● ACTIVITY: Exactly as written, copy the lines that run from the start of the data below to the line containing "pixel 105 122", both ends included.
##############################
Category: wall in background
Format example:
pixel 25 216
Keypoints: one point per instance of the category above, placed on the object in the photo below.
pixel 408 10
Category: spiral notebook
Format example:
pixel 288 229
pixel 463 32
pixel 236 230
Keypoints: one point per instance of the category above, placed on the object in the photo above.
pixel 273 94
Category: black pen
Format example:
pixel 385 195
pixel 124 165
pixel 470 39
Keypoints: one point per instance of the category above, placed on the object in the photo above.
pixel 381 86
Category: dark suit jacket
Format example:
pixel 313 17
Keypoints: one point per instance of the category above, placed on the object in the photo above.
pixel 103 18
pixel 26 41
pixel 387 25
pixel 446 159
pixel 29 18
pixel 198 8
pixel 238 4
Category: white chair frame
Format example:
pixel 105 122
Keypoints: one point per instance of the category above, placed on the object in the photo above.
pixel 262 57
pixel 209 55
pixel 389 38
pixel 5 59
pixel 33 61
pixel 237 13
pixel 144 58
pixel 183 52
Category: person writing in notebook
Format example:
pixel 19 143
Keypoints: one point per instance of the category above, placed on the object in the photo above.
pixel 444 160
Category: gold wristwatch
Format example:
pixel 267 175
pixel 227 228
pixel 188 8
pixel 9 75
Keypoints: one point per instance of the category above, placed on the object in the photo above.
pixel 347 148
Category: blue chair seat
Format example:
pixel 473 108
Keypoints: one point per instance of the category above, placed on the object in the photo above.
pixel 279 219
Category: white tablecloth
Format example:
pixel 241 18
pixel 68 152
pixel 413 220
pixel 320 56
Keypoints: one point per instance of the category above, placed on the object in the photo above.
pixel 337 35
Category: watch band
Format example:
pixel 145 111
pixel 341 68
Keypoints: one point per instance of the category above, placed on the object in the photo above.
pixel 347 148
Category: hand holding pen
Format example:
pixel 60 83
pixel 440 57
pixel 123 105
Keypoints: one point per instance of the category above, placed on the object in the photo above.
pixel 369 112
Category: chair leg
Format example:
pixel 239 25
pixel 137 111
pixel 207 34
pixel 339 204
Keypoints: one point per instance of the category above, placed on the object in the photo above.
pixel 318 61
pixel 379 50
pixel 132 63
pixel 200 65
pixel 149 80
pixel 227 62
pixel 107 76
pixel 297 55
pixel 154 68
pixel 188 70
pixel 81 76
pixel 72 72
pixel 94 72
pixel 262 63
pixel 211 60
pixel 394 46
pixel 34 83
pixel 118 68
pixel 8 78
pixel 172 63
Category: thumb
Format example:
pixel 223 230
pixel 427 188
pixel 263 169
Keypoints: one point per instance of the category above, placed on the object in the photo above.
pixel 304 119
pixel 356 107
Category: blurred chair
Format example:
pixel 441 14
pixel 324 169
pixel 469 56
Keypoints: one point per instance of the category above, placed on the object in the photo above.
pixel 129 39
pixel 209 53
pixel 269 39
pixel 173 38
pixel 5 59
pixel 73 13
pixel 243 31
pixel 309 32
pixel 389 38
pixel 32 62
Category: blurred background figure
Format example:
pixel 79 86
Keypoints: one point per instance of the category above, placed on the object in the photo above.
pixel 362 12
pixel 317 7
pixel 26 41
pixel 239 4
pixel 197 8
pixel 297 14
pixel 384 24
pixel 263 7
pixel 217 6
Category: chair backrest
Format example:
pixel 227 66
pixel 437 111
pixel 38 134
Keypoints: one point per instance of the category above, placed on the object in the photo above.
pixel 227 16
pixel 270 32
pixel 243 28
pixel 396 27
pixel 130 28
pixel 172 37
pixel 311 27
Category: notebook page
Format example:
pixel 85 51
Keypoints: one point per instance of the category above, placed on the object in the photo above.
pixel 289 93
##############################
● SOLUTION:
Category: wall in background
Format example:
pixel 25 216
Keypoints: one point per instance of the category above, placed on the object in the photo below.
pixel 408 10
Category: spiral notebook
Format example:
pixel 288 229
pixel 463 32
pixel 236 230
Keypoints: one point per instance of the category above, placed on the object in the photo above.
pixel 273 94
Category: black pen
Format example:
pixel 385 195
pixel 124 165
pixel 470 39
Keypoints: one point per instance of the category above, placed on the object in the photo above.
pixel 381 86
Category: dark suit jacket
Format example:
pixel 313 17
Keypoints: one point per instance of the category above, placed on the object in the photo above.
pixel 103 18
pixel 26 41
pixel 387 25
pixel 446 159
pixel 29 18
pixel 198 8
pixel 238 4
Category: white chair frame
Format example:
pixel 105 122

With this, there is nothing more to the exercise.